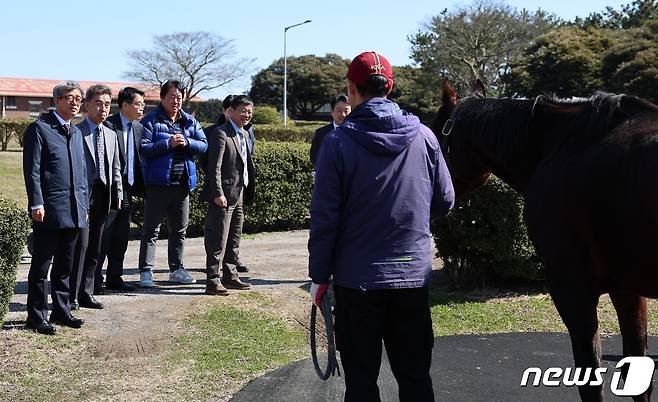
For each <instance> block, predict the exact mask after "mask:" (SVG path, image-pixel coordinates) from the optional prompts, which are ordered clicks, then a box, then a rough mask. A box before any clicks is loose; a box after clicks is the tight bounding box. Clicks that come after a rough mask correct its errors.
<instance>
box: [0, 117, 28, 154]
mask: <svg viewBox="0 0 658 402" xmlns="http://www.w3.org/2000/svg"><path fill="white" fill-rule="evenodd" d="M30 123H32V120H30V119H0V149H2V150H3V151H6V150H7V148H8V147H9V143H10V142H11V140H12V138H15V139H16V140H17V141H18V143H19V144H20V145H21V147H23V136H24V135H25V130H26V129H27V126H28V125H30Z"/></svg>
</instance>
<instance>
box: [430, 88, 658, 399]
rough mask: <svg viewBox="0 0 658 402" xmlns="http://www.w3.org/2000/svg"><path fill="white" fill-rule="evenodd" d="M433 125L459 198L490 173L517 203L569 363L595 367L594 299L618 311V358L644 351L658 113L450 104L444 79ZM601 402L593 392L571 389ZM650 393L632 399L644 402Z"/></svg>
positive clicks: (596, 320) (455, 103)
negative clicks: (524, 207) (523, 202)
mask: <svg viewBox="0 0 658 402" xmlns="http://www.w3.org/2000/svg"><path fill="white" fill-rule="evenodd" d="M432 129H433V130H434V133H435V134H436V135H437V137H438V138H439V140H440V142H441V145H442V148H443V152H444V155H445V157H446V160H447V163H448V166H449V168H450V174H451V175H452V179H453V183H454V186H455V191H456V192H457V196H458V197H459V196H460V195H462V196H463V195H464V194H465V193H468V192H469V191H471V190H474V189H476V188H477V187H479V186H481V185H483V184H484V183H485V182H486V180H487V178H488V177H489V175H490V174H491V173H493V174H495V175H496V176H498V177H499V178H501V179H502V180H504V181H505V182H506V183H507V184H509V185H510V186H511V187H512V188H514V189H515V190H516V191H518V192H519V193H521V194H522V195H523V197H524V198H525V210H524V220H525V223H526V225H527V228H528V233H529V235H530V238H531V240H532V241H533V243H534V245H535V247H536V248H537V250H538V251H539V253H540V254H541V255H542V256H543V258H544V261H545V264H546V279H547V286H548V289H549V291H550V294H551V297H552V299H553V302H554V303H555V306H556V307H557V310H558V312H559V314H560V316H561V317H562V320H563V321H564V323H565V325H566V327H567V329H568V330H569V335H570V337H571V343H572V348H573V355H574V361H575V365H576V367H593V368H596V367H599V366H600V364H601V341H600V338H599V327H598V318H597V312H596V308H597V304H598V301H599V297H600V296H601V295H602V294H604V293H608V294H609V295H610V298H611V300H612V302H613V304H614V306H615V309H616V310H617V316H618V319H619V326H620V330H621V334H622V338H623V345H624V346H623V349H624V356H629V355H630V356H645V355H646V353H647V304H646V297H649V298H658V107H657V106H655V105H654V104H652V103H650V102H647V101H645V100H642V99H639V98H636V97H633V96H627V95H611V94H598V95H595V96H593V97H591V98H589V99H583V100H575V101H571V100H569V101H567V100H559V99H553V98H550V97H545V96H540V97H538V98H536V99H528V100H516V99H486V98H485V97H484V88H483V86H482V85H481V82H479V81H478V84H477V85H476V88H475V93H474V95H471V96H469V97H467V98H464V99H462V100H459V99H458V98H457V94H456V93H455V91H454V90H453V88H452V87H451V86H450V84H449V83H448V82H447V81H445V82H444V84H443V105H442V106H441V108H440V109H439V111H438V112H437V115H436V118H435V121H434V124H433V127H432ZM579 393H580V397H581V399H582V400H586V401H599V400H602V388H601V386H598V387H595V386H583V387H580V388H579ZM650 395H651V388H649V389H648V390H647V392H645V393H644V394H643V395H640V396H638V397H635V398H634V400H636V401H646V400H649V398H650Z"/></svg>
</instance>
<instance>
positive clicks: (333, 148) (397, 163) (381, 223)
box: [308, 98, 454, 291]
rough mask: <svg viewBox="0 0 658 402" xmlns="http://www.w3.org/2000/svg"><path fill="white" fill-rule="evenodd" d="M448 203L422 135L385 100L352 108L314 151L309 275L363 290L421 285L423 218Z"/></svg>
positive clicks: (380, 100) (430, 267) (450, 202)
mask: <svg viewBox="0 0 658 402" xmlns="http://www.w3.org/2000/svg"><path fill="white" fill-rule="evenodd" d="M453 203H454V190H453V187H452V181H451V179H450V174H449V172H448V169H447V167H446V164H445V161H444V159H443V155H442V154H441V148H440V147H439V144H438V141H437V139H436V137H435V136H434V134H433V133H432V132H431V131H430V129H429V128H427V127H425V126H424V125H422V124H421V123H420V121H419V120H418V118H417V117H416V116H413V115H411V114H408V113H406V112H404V111H402V110H400V108H399V107H398V105H397V104H395V103H394V102H391V101H389V100H387V99H384V98H374V99H370V100H369V101H367V102H364V103H362V104H360V105H358V106H357V107H356V108H354V110H353V111H352V113H350V114H349V115H348V116H347V118H346V119H345V121H344V122H343V124H342V125H341V126H340V127H338V128H337V129H336V130H334V131H333V132H331V133H330V134H328V135H327V136H326V137H325V139H324V142H323V144H322V147H321V148H320V154H319V156H318V160H317V167H316V175H315V188H314V191H313V198H312V201H311V233H310V238H309V242H308V250H309V276H310V277H311V279H313V282H315V283H328V282H329V279H330V278H331V277H332V276H333V282H334V284H336V285H340V286H344V287H348V288H353V289H362V290H364V291H365V290H370V289H387V288H389V289H390V288H418V287H423V286H426V285H427V282H428V280H429V276H430V271H431V269H432V238H431V234H430V215H434V216H442V215H445V214H447V213H448V211H449V210H450V209H451V208H452V206H453Z"/></svg>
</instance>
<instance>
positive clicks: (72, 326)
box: [50, 314, 85, 328]
mask: <svg viewBox="0 0 658 402" xmlns="http://www.w3.org/2000/svg"><path fill="white" fill-rule="evenodd" d="M50 322H52V323H53V324H57V325H63V326H65V327H70V328H80V327H82V324H84V323H85V320H83V319H81V318H75V317H73V315H72V314H69V315H56V314H51V315H50Z"/></svg>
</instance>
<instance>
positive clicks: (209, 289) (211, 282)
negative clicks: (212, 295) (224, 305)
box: [206, 279, 228, 296]
mask: <svg viewBox="0 0 658 402" xmlns="http://www.w3.org/2000/svg"><path fill="white" fill-rule="evenodd" d="M206 294H207V295H213V296H228V290H226V288H225V287H224V286H222V284H221V283H219V282H218V281H217V280H216V279H215V280H209V281H208V282H207V283H206Z"/></svg>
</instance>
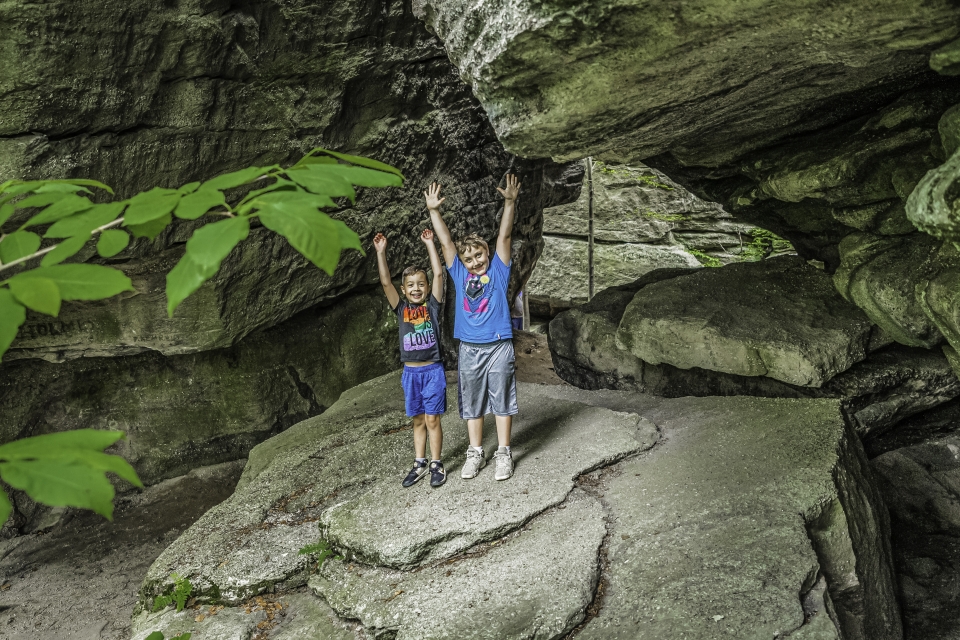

-----

▸ **TASK DESCRIPTION**:
Return the span of lines in the data above that opens at the line with "box: [0, 117, 28, 154]" and closes at the line with "positive clicks: (596, 320) (455, 103)", exactly, ends included, nothing else.

▸ **YOUR RESPONSE**:
box: [0, 117, 28, 154]
mask: <svg viewBox="0 0 658 402" xmlns="http://www.w3.org/2000/svg"><path fill="white" fill-rule="evenodd" d="M30 123H32V120H30V119H0V149H2V150H3V151H6V150H7V148H8V147H9V143H10V142H11V140H12V138H15V139H16V140H17V141H18V143H19V144H20V145H21V147H23V136H24V135H25V130H26V129H27V126H28V125H30Z"/></svg>
</instance>
<instance>
box: [430, 88, 658, 399]
rough mask: <svg viewBox="0 0 658 402" xmlns="http://www.w3.org/2000/svg"><path fill="white" fill-rule="evenodd" d="M433 125L459 198L490 173L517 203L569 363L595 367L594 299L618 311V358L644 351L658 113L450 104L444 79ZM601 402L593 392L571 389ZM650 393L632 399L644 402Z"/></svg>
positive clicks: (596, 320) (455, 103)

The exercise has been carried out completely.